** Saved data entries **
>>>

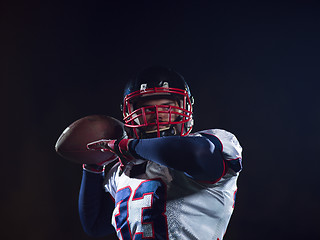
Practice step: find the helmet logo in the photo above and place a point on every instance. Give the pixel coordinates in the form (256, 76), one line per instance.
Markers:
(164, 84)
(143, 87)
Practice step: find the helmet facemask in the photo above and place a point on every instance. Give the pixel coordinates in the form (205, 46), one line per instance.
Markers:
(158, 120)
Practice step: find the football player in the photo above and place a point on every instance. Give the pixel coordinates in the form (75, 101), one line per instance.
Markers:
(168, 183)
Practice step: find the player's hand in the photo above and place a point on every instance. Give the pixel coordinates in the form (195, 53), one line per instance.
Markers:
(119, 147)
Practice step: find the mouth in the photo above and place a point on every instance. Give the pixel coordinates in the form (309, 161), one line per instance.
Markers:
(161, 128)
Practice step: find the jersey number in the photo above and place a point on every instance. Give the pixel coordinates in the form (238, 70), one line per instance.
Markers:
(149, 198)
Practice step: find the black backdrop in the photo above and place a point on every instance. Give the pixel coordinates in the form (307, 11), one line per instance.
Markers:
(253, 68)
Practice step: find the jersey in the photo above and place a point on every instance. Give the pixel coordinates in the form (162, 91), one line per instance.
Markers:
(163, 203)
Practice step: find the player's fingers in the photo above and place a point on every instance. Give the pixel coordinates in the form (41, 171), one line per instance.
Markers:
(98, 145)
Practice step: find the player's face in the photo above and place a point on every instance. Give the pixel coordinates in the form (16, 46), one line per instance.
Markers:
(163, 106)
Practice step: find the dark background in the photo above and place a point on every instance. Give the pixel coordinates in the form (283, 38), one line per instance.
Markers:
(253, 68)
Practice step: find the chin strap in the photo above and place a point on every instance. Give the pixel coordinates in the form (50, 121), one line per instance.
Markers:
(170, 131)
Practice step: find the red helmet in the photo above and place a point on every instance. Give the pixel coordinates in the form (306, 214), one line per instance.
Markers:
(157, 83)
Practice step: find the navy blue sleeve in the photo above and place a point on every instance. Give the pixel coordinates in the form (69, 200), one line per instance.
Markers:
(197, 156)
(95, 206)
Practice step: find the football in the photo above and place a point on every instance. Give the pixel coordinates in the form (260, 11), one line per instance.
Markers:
(72, 143)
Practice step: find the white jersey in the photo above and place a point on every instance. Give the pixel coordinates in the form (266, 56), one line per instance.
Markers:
(163, 203)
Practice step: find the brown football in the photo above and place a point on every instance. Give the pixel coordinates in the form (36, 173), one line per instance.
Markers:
(72, 143)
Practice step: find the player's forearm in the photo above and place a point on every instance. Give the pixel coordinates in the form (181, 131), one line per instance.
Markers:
(95, 206)
(196, 156)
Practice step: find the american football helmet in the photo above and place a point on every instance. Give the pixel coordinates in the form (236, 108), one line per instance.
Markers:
(157, 83)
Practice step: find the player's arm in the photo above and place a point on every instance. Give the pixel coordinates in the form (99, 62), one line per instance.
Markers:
(197, 156)
(95, 205)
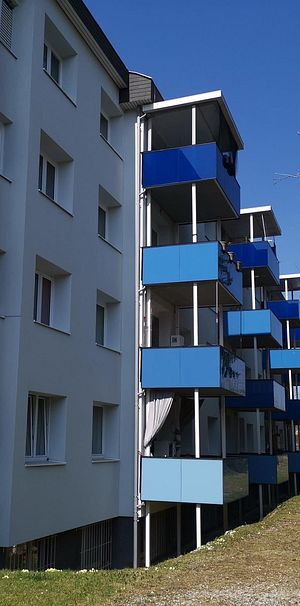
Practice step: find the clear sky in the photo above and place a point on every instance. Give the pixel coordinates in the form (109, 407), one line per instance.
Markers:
(250, 49)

<<<

** YOUR INSTRUCTIONS **
Among the lines above, count those containing the word "jersey" and give nothing but the result.

** RESPONSE TO THE EXERCISE **
3